Extracted records >>
==*==

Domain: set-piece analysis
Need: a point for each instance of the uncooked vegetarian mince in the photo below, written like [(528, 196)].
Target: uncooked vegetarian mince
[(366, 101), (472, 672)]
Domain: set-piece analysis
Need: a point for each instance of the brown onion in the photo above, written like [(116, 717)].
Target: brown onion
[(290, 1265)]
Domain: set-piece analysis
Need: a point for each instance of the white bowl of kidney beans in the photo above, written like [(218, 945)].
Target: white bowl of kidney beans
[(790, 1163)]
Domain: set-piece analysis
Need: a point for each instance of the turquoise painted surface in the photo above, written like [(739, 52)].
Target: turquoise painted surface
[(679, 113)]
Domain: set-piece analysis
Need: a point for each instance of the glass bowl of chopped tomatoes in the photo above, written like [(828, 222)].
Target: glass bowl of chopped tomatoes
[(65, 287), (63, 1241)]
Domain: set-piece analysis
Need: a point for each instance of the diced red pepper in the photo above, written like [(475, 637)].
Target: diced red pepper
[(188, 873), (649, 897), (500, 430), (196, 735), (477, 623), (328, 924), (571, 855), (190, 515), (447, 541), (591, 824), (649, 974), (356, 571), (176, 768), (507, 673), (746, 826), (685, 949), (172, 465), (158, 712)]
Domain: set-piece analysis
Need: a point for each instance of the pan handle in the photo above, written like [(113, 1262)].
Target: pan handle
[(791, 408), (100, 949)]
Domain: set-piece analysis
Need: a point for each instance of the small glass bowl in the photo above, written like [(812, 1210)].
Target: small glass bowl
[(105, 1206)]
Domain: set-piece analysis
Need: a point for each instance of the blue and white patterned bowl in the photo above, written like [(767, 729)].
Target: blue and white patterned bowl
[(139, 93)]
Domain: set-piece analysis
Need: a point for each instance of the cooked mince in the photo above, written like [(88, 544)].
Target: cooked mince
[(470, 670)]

==*==

Do this >> Copy out all the records again, replacing "set-piece analysis" with "kitchen prep review" each time it appears and leaving everything else unchanged.

Written solution >>
Domain: kitchen prep review
Need: a point for each instance of the uncooked vegetarian mince in the photo below, written like [(528, 196)].
Target: uncooked vegetarian mince
[(366, 101), (472, 672)]
Domain: kitchen prep review
Need: a point for each instance of the brown onion in the photo above, written like [(116, 717)].
Target: brown onion
[(290, 1265)]
Domain: kitchen prep review
Need: a point for each instance of the white bowl of kidney beans in the photo above, written like [(218, 945)].
Target: white bowl of kidney beans
[(790, 1163)]
Domain: kitchen prep review
Need: a point for each instance of the turquoise painted surface in the photo above, written like [(739, 52)].
Target: turquoise painted surface
[(679, 113)]
Domain: kitchen prep review
Need: a point for each instance of the glass bowl of chopped tomatoes in the photo above, written like [(828, 222)].
Target: glass bowl of chopped tomatoes
[(65, 287), (63, 1241)]
Domain: kitchen prep review
Need: a point for each instance of the diced red pepper in the photo above, written like [(475, 637)].
Target: diced red pepper
[(188, 873), (649, 897), (500, 430), (196, 735), (477, 623), (328, 924), (571, 855), (190, 515), (447, 541), (591, 824), (649, 974), (356, 571), (176, 768), (507, 673), (746, 826), (685, 949), (172, 465), (158, 712)]
Domain: kitchen prep review
Need: a point for each instance of the pan handle in the photo above, written like [(113, 1262)].
Target: pan handle
[(791, 408), (100, 949)]
Domain: kitchen prep review
Need: a point for each instance of the small glass bowl in the photo above, written like [(812, 1210)].
Target: small glass bowl
[(105, 1206)]
Domain: kitchen prep review
Need: a point for each instance of the blue and white patterned bowl in the photo above, written like [(767, 729)].
Target: blue and white patterned bowl
[(139, 93)]
Domain: kitchen prep review
Need: a point for each instance of the cooked mince in the photo above, written like [(88, 544)].
Target: cooked mince
[(470, 670)]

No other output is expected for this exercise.